==== The data
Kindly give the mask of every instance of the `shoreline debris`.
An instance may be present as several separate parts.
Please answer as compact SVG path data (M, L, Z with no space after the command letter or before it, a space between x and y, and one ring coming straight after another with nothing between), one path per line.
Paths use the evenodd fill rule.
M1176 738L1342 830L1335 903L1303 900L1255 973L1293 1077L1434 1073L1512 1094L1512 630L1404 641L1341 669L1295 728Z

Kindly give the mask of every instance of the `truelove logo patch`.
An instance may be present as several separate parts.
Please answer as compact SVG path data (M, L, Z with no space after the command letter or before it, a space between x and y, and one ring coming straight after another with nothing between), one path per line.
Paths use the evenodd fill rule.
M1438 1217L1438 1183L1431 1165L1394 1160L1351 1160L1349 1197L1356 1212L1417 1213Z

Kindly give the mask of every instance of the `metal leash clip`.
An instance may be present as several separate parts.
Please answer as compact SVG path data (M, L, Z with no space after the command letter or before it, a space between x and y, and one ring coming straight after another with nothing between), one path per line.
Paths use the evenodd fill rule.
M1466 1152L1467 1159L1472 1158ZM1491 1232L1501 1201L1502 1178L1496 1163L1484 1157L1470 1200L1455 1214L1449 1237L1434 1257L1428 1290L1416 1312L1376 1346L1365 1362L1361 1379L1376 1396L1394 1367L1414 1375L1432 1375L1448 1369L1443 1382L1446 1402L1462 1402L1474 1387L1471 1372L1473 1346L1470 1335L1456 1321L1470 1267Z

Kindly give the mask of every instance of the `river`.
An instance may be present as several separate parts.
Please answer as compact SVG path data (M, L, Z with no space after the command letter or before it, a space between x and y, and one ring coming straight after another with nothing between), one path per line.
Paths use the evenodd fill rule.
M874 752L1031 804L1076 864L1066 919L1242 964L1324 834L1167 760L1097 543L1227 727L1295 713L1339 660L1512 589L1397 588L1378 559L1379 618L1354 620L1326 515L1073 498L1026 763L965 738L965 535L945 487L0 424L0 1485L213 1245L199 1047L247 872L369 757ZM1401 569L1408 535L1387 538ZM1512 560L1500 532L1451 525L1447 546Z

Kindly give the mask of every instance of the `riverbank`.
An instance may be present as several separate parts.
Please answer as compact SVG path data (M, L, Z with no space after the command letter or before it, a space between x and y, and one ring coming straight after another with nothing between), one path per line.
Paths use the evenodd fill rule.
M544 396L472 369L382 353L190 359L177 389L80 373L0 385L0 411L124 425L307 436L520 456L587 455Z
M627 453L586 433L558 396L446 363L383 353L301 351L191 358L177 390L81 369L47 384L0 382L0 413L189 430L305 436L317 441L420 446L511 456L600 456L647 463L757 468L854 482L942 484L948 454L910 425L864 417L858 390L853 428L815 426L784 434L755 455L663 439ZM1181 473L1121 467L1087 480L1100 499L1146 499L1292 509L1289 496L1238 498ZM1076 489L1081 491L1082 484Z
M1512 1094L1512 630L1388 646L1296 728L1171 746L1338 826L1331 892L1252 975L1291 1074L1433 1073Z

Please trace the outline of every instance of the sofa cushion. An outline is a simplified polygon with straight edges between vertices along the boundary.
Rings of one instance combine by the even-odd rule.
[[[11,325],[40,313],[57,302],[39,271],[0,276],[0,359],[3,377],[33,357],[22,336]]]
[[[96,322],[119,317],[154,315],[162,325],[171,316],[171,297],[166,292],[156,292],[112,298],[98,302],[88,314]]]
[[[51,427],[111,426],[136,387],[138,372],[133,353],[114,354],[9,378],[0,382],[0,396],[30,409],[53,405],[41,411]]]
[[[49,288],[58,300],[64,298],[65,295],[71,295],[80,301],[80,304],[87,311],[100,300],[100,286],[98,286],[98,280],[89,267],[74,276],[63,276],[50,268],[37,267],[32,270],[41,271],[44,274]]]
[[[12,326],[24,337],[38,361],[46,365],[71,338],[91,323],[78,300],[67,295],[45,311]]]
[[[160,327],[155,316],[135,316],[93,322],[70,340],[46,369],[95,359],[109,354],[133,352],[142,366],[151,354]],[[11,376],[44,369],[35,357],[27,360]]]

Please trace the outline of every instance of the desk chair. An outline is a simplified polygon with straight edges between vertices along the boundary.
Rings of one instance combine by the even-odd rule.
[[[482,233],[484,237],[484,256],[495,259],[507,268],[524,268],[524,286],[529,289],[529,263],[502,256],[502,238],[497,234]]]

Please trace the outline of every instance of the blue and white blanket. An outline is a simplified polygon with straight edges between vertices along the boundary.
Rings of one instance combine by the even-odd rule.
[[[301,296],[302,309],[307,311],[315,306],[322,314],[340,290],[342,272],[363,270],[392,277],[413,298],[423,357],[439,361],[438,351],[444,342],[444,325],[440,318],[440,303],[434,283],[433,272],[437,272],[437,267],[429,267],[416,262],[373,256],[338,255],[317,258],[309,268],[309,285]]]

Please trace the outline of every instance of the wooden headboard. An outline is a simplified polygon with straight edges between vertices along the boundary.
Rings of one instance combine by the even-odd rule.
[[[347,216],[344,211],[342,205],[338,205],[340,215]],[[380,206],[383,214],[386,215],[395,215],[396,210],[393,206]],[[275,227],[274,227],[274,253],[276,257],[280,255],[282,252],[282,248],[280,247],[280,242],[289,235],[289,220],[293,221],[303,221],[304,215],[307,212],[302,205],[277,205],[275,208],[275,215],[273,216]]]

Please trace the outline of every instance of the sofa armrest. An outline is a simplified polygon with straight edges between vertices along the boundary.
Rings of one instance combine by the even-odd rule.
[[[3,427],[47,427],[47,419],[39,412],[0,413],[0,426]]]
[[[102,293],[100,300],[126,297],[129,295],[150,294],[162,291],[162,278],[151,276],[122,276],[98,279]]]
========
— Problem details —
Each line that holds the string "vertices" is to be copied from the entries above.

— Worked solution —
Please trace the outline of every instance of the sofa cushion. An outline is a simplified polygon with straight edges between vertices along the boundary.
Please trace the outline of every instance of the desk chair. An outline is a simplified polygon with straight edges between vertices along the boundary.
Please trace the outline of every instance of the blue and white blanket. An outline is a simplified polygon with straight edges between vertices along the boundary.
Please trace the outline of every instance of the wooden headboard. An outline is a simplified polygon with straight edges between vertices along the boundary.
Please trace the outline of every instance of the sofa armrest. An outline is a simplified polygon with straight edges between vertices along the boundary.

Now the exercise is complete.